>> BEGIN Records provided
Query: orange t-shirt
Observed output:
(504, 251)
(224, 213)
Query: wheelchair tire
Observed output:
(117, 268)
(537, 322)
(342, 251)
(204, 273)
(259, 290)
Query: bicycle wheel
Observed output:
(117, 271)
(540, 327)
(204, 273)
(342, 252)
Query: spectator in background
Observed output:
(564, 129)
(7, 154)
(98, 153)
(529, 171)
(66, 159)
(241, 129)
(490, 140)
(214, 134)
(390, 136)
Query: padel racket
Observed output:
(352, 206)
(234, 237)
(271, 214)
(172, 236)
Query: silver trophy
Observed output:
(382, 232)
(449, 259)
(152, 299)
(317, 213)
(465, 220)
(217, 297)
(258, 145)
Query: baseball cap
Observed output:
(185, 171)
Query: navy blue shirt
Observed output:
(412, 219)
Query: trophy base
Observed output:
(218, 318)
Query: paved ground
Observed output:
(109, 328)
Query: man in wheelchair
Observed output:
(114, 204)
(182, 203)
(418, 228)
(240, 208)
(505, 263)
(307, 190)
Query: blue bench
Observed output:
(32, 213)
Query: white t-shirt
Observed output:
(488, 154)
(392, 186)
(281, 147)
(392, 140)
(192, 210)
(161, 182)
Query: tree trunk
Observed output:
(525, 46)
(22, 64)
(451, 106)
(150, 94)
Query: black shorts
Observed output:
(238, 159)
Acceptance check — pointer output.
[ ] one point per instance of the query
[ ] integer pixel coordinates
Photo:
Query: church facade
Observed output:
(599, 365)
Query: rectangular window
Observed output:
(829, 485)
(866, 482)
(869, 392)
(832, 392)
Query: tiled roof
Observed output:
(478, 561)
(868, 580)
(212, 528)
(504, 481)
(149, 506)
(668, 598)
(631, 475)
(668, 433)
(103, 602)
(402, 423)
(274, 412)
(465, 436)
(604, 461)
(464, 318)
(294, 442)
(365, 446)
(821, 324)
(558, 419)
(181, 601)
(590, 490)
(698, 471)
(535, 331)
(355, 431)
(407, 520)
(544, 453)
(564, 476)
>> END Records provided
Can you rename "Observed output" to "Returned points" everywhere in these lines and leave everything else unchanged?

Query: orange t-shirt
Returned points:
(504, 251)
(224, 213)
Query: wheelchair tire
Returned points:
(117, 268)
(537, 322)
(342, 251)
(204, 273)
(259, 290)
Query: bicycle wheel
Returned points:
(117, 271)
(540, 327)
(204, 273)
(342, 252)
Query: spectator in background
Returned points:
(564, 129)
(7, 154)
(98, 153)
(529, 171)
(66, 159)
(241, 129)
(490, 140)
(214, 134)
(390, 136)
Query: padel racket
Returned points:
(352, 206)
(234, 237)
(271, 214)
(172, 236)
Query: silver trophy
Returned points:
(382, 232)
(449, 259)
(152, 299)
(317, 213)
(465, 220)
(217, 297)
(258, 145)
Query: baseball cap
Returned points:
(185, 171)
Query: navy blue shirt
Returned points:
(412, 219)
Query: trophy base
Returned points:
(218, 318)
Query: paved ground
Returned points:
(109, 328)
Query: man in wheelchair
Returned points:
(114, 204)
(182, 203)
(418, 228)
(240, 208)
(505, 263)
(307, 190)
Query: blue bench
Returned points:
(32, 213)
Query: white t-shirt
Returned points:
(488, 154)
(392, 186)
(281, 147)
(392, 140)
(192, 210)
(161, 182)
Query: tree trunk
Returned points:
(525, 46)
(22, 64)
(451, 106)
(150, 94)
Query: black shorts
Returned points:
(238, 159)
Acceptance check — pointer output.
[ ] one point per instance of the query
[ ] integer pixel coordinates
Photo:
Query: church facade
Returned points:
(599, 365)
Query: rectangular window
Returned points:
(829, 485)
(866, 482)
(869, 392)
(832, 392)
Query: tiled roof
Returned points:
(478, 561)
(868, 580)
(212, 528)
(504, 481)
(149, 506)
(668, 598)
(631, 475)
(668, 433)
(103, 602)
(402, 423)
(274, 412)
(465, 436)
(604, 461)
(464, 318)
(294, 442)
(365, 446)
(821, 324)
(558, 419)
(181, 601)
(590, 490)
(698, 471)
(535, 331)
(355, 431)
(407, 520)
(544, 453)
(564, 476)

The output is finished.